TASK OBJECTIVE — The lines to copy are those in the records below that hold the word "query".

━━ SOURCE INFORMATION

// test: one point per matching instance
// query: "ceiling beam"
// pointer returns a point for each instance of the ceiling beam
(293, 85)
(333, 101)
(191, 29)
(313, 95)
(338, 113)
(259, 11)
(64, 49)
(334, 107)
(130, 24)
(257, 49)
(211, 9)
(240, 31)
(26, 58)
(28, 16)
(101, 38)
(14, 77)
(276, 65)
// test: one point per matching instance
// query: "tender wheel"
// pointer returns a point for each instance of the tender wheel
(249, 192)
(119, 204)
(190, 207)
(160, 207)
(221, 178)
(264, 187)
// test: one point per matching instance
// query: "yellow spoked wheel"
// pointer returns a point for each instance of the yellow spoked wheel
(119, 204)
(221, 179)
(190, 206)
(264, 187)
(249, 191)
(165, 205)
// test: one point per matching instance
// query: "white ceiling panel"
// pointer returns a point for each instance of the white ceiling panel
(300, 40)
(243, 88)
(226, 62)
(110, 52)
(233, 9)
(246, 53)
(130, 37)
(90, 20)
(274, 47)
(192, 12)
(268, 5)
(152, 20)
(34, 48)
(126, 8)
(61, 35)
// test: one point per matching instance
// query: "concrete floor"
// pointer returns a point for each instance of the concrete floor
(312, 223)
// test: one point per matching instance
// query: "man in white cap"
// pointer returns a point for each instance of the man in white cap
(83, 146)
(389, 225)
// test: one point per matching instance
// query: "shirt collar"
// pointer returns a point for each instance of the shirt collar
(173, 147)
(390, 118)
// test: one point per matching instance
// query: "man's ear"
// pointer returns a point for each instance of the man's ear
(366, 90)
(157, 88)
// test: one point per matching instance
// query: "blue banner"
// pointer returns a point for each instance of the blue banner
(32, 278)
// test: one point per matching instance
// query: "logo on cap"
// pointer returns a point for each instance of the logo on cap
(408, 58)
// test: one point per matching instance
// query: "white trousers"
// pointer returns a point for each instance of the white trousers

━━━━

ANSWER SPACE —
// query: "ceiling beam"
// query: "tender wheel"
// query: "yellow spoked wheel"
// query: "white ceiling panel"
// query: "concrete floor"
// query: "man in white cap"
// query: "shirt collar"
// query: "man's ear"
// query: "blue banner"
// query: "logo on cap"
// query: "white trousers"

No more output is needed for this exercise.